Description of the task: Which of the lines below hold "grassy"? Please return each one.

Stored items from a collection
- - - - - - -
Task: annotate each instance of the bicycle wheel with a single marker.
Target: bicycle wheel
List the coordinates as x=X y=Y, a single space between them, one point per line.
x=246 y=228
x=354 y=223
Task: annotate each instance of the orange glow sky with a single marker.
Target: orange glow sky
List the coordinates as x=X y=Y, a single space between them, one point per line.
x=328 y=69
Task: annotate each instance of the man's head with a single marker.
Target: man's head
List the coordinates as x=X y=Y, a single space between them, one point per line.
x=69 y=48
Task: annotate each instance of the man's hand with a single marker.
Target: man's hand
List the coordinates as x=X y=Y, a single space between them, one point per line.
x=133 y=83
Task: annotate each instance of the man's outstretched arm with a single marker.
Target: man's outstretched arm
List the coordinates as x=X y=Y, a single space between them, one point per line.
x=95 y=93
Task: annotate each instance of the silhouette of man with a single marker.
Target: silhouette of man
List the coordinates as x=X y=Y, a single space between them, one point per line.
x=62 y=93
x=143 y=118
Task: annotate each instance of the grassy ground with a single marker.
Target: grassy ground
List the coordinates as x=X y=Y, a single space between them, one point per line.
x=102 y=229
- - - - - - -
Task result:
Task: annotate each instance of the grassy ground with a single marker.
Target: grassy ground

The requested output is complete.